__About this task__
All lines from the one bearing "Return one point per instance of the flower stem, each" through the end of the data below must be printed exactly as they stand, with pictures removed.

Point localization data
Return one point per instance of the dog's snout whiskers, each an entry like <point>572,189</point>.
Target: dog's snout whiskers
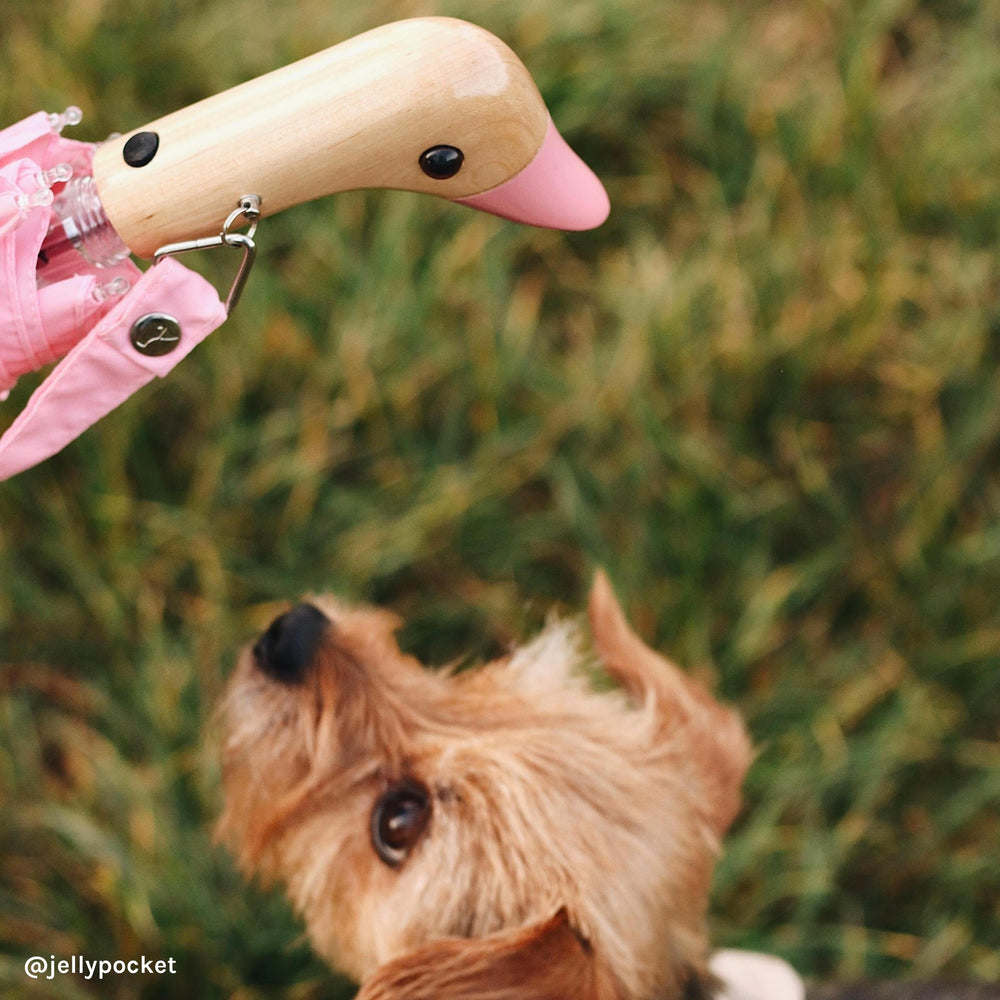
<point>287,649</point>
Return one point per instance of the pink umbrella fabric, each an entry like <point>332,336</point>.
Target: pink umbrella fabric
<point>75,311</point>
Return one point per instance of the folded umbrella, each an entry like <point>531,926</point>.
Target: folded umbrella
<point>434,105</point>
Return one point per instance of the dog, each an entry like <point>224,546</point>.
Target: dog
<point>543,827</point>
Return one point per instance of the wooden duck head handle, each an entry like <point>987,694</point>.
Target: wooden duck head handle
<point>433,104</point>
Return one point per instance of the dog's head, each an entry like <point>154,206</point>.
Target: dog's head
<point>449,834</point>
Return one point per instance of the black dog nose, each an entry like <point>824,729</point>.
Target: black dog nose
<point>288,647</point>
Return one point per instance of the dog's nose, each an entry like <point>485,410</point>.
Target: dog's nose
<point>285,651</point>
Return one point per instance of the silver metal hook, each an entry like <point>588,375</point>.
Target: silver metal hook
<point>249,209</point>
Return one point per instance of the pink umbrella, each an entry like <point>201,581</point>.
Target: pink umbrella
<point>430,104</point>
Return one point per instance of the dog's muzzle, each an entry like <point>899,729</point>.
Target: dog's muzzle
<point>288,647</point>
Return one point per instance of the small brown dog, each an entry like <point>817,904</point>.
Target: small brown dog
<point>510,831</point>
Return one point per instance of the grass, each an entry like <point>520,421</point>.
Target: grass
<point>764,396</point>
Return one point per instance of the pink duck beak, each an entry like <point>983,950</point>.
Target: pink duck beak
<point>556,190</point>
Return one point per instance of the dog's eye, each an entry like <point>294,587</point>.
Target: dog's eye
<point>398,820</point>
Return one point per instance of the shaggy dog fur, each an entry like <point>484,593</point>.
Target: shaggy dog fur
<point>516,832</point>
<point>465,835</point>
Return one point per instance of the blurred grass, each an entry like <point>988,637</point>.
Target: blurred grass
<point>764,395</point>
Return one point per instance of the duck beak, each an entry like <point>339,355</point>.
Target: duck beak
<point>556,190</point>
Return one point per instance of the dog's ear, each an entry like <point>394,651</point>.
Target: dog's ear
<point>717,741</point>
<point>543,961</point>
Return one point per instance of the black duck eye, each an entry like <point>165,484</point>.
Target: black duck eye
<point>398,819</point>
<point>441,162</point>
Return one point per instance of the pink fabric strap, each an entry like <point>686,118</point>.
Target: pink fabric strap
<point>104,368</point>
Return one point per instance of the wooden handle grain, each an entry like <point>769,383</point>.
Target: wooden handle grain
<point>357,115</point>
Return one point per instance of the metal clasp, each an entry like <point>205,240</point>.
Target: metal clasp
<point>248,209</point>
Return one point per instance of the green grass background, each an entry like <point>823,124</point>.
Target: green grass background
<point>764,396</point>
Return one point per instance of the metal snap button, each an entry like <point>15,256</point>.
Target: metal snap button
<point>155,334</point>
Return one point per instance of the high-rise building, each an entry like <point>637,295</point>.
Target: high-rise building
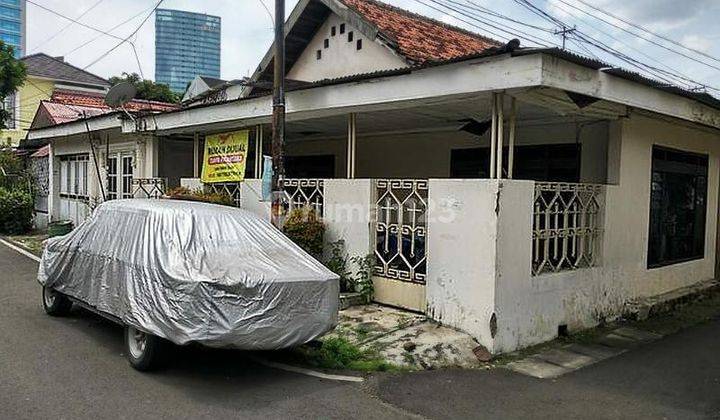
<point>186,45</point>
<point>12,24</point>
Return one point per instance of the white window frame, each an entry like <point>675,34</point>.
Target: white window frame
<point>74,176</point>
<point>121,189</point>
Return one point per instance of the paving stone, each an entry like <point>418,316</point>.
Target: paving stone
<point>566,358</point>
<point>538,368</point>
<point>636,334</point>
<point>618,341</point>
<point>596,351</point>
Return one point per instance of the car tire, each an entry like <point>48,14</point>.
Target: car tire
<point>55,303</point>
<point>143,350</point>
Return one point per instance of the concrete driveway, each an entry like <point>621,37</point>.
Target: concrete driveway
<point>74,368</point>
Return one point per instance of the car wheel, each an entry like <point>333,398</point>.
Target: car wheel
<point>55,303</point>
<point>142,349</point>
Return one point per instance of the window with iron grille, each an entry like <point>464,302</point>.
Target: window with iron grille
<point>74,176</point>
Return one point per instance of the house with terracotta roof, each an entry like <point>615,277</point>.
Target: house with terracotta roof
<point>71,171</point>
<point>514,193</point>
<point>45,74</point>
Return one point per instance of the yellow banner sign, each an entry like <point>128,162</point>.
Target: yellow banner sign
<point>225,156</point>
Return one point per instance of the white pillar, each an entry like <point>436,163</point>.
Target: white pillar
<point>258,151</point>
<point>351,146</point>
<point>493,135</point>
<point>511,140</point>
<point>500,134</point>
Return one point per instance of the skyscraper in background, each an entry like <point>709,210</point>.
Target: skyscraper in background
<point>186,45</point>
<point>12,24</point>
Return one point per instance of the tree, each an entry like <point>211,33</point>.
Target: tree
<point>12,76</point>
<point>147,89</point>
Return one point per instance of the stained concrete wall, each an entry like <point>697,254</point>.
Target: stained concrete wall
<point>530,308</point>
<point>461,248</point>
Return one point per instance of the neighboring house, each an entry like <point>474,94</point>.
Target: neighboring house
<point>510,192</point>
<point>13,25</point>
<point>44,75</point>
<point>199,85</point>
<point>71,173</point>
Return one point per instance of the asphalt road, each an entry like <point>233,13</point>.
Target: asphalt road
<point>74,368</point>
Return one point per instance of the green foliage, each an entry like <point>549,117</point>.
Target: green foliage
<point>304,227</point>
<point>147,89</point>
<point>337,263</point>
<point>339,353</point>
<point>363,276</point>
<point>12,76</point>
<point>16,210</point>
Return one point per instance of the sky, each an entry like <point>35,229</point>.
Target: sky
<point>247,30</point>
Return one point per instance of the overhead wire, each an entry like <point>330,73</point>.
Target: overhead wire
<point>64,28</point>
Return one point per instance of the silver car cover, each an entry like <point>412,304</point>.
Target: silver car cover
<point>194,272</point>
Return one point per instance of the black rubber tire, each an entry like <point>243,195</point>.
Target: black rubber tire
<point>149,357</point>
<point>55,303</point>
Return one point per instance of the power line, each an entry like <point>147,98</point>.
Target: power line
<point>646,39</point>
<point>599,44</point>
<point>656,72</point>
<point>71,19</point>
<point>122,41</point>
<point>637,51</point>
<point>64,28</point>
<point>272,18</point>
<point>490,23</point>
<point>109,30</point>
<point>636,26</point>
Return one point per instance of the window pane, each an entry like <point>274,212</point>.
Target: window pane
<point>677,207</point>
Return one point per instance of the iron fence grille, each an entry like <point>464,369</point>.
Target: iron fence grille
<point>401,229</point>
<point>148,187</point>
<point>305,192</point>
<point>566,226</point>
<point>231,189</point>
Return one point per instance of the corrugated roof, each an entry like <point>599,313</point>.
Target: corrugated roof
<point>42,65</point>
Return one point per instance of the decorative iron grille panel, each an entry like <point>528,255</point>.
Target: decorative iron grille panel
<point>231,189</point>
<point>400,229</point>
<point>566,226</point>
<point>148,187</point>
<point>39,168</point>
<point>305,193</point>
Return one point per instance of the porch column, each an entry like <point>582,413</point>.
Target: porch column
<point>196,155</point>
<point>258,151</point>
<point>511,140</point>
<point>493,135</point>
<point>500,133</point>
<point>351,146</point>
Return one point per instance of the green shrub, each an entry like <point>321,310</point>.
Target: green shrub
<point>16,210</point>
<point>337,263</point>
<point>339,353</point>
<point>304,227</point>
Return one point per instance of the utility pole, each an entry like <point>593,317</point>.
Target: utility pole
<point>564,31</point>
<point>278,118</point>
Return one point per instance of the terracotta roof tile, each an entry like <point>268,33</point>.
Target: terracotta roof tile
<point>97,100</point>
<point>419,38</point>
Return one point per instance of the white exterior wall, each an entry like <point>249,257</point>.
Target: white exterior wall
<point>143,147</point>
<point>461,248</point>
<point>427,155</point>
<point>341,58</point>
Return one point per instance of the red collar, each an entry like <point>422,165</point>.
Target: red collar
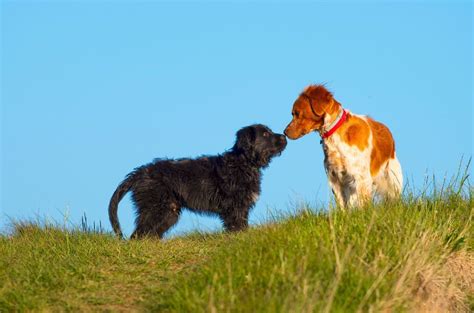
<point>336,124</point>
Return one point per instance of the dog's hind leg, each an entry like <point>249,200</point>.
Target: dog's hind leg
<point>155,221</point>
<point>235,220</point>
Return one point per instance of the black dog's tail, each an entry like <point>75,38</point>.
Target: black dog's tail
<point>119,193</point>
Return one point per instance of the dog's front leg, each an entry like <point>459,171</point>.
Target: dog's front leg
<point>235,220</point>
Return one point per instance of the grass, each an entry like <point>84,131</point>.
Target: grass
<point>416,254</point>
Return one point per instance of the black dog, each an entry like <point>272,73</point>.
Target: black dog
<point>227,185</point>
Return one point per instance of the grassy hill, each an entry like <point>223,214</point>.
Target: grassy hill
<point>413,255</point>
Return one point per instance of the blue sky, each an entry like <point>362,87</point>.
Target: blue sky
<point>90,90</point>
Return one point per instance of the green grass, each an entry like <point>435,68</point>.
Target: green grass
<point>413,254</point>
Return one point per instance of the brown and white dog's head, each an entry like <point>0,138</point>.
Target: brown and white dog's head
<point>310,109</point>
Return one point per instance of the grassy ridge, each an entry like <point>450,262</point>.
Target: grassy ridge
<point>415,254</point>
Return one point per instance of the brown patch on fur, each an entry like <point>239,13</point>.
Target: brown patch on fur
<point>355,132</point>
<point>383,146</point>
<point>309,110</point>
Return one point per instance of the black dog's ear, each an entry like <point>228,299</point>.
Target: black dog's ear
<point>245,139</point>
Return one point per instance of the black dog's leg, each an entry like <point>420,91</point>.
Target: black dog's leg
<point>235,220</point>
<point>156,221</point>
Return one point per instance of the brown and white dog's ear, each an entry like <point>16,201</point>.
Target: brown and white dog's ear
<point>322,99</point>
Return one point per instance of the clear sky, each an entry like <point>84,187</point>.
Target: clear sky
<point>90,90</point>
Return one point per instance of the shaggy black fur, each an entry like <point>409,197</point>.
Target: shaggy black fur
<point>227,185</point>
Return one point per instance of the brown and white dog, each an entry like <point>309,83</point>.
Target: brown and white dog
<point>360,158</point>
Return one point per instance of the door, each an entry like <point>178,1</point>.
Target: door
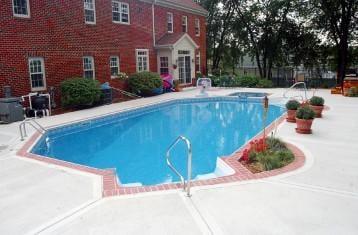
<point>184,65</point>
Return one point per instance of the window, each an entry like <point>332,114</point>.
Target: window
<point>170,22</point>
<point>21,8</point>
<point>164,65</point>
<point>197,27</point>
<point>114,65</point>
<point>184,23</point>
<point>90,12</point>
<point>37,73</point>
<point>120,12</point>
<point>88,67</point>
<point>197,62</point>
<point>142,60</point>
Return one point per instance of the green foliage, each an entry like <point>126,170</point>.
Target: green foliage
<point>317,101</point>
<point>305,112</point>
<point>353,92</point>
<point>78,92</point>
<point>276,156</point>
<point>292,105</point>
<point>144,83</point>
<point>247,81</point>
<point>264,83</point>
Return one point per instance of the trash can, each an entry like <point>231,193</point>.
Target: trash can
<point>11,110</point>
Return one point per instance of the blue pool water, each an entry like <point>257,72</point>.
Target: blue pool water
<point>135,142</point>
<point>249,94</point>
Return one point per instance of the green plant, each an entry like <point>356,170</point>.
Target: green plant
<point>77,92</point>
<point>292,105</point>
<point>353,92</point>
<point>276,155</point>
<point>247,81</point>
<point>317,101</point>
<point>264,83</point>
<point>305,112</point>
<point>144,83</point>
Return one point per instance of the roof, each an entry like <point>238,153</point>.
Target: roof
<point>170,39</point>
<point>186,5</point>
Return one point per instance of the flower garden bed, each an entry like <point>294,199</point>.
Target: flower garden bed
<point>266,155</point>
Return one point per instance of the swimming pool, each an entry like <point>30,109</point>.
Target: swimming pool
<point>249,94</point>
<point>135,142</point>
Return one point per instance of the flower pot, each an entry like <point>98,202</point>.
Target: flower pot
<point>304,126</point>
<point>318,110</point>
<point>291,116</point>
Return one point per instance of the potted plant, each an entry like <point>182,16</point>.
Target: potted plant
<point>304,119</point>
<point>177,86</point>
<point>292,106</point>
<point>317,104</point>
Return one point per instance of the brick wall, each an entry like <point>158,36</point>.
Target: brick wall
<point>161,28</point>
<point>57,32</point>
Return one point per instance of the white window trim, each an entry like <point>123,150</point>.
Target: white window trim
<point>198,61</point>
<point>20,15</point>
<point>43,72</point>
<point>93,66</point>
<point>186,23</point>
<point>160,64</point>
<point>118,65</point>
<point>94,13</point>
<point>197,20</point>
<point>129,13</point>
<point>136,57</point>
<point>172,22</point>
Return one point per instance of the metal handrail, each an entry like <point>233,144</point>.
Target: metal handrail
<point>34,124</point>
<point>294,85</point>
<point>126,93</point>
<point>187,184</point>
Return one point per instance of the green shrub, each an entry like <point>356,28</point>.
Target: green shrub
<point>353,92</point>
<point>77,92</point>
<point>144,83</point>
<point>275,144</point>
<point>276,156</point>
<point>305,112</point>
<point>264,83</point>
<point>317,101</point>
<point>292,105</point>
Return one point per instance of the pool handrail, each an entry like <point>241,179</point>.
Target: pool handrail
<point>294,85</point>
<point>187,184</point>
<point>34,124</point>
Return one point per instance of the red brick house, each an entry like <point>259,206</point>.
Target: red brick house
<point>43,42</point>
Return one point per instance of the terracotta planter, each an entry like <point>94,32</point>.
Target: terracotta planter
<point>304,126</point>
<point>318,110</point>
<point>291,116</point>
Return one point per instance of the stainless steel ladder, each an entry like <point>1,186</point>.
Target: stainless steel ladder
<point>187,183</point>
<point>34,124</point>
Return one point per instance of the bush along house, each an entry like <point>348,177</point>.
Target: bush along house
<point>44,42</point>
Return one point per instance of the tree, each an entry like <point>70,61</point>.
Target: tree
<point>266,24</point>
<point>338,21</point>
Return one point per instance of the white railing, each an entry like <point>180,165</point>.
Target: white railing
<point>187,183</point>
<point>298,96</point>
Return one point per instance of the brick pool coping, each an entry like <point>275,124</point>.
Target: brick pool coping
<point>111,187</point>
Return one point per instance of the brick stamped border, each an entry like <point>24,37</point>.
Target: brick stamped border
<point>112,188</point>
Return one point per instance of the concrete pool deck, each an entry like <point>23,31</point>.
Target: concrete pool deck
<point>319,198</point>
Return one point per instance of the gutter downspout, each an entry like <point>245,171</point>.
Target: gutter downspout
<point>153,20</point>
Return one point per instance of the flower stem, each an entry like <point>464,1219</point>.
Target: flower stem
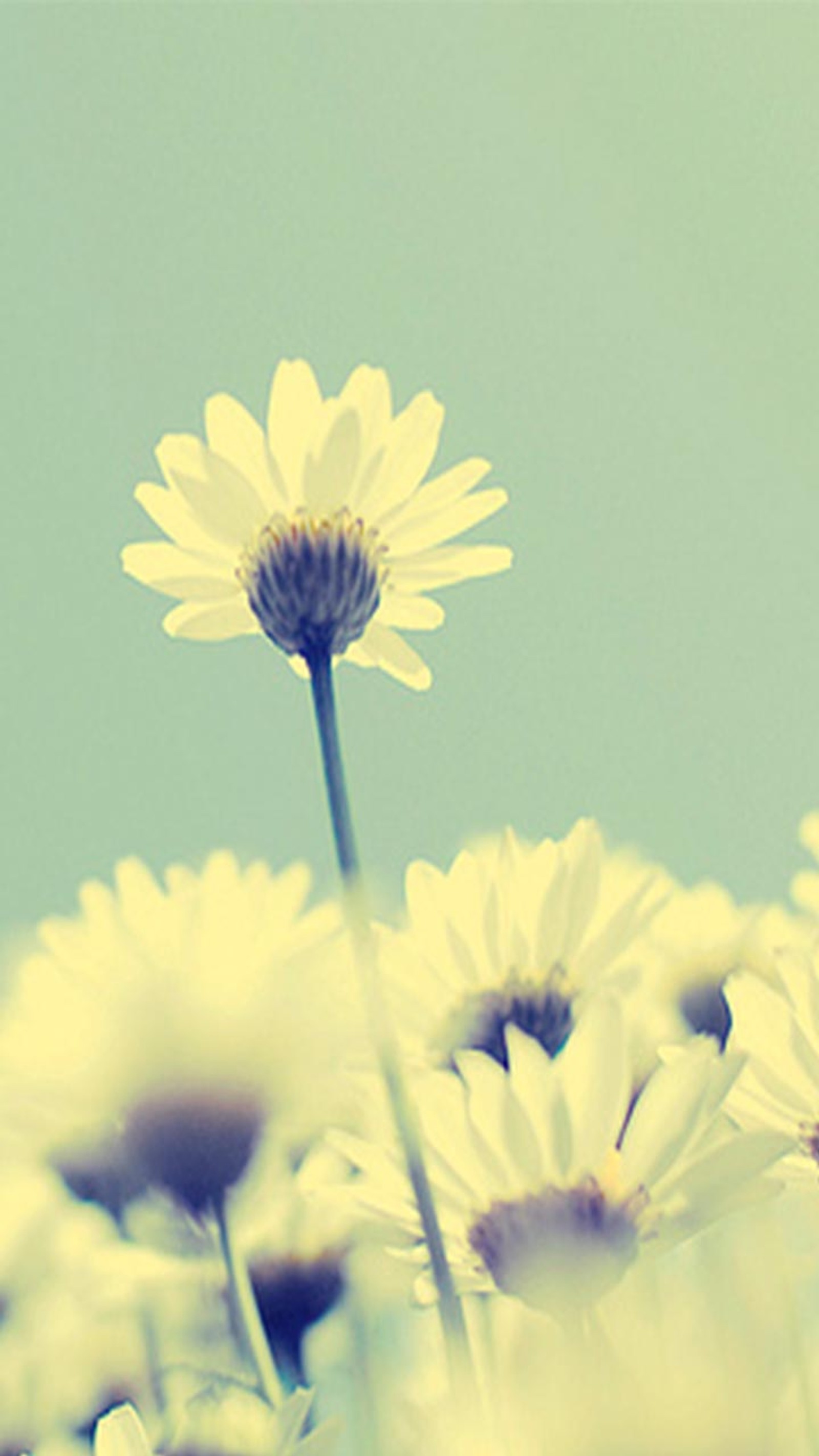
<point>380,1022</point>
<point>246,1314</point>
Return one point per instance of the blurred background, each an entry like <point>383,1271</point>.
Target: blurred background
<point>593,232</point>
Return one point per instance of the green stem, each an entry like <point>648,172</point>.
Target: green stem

__Written answer__
Return one point per instance of the flower stem, each an entry like <point>464,1219</point>.
Target: flower stem
<point>380,1022</point>
<point>246,1314</point>
Return one point per instance of the blurred background, each an entry like <point>383,1271</point>.
Target: blurred background
<point>593,232</point>
Return one point per instance of the green stem, each an entry like <point>648,172</point>.
Target: green stem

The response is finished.